**Your instructions:** Echo the entries starting with the line that contains "the form [107,308]." and going on through the line that contains "Query: reflection of net", with both of those lines included.

**Data shown:**
>> begin

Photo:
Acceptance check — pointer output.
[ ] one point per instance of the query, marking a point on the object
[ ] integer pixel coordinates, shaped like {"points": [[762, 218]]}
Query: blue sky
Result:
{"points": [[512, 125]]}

>> end
>> begin

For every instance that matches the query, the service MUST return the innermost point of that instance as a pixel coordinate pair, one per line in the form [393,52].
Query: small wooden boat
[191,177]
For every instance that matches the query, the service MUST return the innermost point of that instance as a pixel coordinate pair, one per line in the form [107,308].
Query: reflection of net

>> end

**The completed task:**
For every instance that matches the query, the service MUST return the innermost point of that instance as a pixel coordinate pair, one per line in the form [107,308].
Query: reflection of net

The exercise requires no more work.